Given instruction → Extract each line of the data below that contains the word "side".

Location annotation data excerpts
+ + + +

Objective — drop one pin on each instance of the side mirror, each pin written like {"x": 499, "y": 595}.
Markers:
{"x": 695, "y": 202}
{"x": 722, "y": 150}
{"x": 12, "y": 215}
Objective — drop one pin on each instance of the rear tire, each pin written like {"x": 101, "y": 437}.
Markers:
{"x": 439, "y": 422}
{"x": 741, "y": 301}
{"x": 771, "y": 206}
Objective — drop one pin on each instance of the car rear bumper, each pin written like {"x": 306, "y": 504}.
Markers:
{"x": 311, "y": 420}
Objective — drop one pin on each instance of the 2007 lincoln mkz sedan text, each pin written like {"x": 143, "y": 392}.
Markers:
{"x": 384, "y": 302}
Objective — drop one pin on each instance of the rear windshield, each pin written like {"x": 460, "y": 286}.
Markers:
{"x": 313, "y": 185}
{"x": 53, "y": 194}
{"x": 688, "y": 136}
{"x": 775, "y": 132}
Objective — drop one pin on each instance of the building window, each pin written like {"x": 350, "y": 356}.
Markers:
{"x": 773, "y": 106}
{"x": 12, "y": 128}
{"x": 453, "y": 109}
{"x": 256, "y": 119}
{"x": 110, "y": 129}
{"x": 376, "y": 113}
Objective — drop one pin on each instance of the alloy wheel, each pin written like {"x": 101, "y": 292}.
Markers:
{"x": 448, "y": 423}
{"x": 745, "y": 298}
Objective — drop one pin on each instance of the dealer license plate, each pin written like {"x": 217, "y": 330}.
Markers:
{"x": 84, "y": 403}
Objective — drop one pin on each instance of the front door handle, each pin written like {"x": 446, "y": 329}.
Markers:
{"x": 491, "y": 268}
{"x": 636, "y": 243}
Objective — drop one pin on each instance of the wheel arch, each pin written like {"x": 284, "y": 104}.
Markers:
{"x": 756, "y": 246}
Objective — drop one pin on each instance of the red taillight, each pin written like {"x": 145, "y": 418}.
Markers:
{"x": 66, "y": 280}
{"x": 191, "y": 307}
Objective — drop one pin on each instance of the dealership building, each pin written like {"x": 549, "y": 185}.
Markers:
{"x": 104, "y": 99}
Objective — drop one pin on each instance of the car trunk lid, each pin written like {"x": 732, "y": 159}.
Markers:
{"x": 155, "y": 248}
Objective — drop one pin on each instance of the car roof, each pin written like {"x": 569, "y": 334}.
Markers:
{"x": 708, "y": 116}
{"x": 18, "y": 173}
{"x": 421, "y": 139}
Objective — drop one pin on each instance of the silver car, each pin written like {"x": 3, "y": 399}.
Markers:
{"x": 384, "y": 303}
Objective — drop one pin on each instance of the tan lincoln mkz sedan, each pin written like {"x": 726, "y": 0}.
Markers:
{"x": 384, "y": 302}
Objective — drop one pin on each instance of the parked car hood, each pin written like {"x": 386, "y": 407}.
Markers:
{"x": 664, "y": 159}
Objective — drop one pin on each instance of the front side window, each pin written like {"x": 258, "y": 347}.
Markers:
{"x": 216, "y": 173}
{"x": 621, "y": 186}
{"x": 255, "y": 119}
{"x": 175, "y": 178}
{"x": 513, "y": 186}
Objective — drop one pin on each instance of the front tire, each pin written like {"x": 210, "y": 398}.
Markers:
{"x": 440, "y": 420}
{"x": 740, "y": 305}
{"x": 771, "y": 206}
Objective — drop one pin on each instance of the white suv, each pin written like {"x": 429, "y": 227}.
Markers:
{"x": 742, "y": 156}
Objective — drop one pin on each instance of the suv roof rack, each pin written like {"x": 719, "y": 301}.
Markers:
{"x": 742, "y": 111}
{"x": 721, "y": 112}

+ + + +

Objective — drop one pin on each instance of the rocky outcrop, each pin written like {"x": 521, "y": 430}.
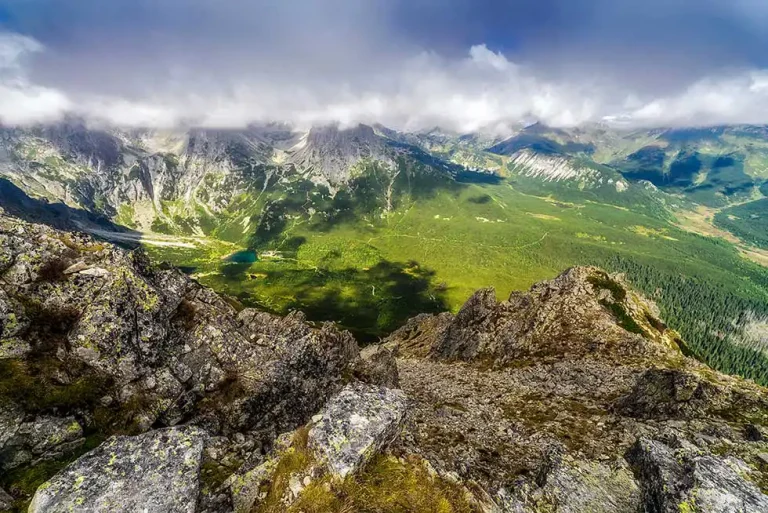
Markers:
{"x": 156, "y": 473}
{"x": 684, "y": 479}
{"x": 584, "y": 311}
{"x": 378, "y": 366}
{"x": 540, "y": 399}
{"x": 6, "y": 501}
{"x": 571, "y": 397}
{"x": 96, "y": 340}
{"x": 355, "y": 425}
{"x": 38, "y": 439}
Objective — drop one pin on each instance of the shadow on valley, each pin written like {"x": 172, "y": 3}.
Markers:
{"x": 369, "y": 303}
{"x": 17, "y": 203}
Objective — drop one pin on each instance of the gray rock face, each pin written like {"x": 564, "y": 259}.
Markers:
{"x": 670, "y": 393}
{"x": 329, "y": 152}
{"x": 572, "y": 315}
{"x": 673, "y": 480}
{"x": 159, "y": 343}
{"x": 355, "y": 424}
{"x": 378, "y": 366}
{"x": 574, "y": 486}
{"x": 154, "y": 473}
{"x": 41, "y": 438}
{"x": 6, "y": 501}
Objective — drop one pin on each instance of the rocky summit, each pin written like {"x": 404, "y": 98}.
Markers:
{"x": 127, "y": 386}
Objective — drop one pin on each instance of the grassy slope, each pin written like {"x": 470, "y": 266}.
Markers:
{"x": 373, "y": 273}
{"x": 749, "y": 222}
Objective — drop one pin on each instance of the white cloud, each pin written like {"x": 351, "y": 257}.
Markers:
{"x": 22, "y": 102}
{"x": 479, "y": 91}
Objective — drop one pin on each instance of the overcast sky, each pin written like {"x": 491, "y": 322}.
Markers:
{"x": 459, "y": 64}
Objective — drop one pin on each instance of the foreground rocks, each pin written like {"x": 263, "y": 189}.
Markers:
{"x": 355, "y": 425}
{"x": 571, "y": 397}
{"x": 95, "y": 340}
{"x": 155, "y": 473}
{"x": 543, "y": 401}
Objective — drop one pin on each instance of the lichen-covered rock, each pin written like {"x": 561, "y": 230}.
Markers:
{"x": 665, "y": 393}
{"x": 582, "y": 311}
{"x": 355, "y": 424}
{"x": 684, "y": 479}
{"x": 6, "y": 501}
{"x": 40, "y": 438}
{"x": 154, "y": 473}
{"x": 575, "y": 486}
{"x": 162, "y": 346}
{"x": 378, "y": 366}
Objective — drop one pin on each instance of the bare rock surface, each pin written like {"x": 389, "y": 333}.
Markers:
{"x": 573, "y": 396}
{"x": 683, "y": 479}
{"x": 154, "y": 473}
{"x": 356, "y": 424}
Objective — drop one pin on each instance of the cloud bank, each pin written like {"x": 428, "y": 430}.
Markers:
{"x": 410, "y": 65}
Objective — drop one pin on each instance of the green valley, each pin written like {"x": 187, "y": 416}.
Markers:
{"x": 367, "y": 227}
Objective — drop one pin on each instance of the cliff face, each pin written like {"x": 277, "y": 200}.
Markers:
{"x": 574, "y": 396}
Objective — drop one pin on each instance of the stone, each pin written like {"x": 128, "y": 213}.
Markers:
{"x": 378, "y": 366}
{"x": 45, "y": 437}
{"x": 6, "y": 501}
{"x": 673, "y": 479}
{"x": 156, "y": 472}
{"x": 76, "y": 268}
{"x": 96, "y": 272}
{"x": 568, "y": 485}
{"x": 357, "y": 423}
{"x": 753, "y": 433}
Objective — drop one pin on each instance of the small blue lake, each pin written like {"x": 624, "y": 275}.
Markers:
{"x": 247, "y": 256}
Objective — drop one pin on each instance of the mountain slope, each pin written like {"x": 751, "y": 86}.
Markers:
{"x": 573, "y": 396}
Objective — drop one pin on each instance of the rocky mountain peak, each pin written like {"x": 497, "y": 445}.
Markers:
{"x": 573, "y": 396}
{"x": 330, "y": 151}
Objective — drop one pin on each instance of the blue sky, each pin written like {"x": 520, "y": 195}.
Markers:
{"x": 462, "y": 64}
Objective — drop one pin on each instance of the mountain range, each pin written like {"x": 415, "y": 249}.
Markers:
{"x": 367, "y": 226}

+ + + +

Task answer →
Objective — drop one pin on each instance of the side mirror, each pin written like {"x": 499, "y": 595}.
Objective — drop one pin on each instance of the front side window, each pin written like {"x": 258, "y": 347}.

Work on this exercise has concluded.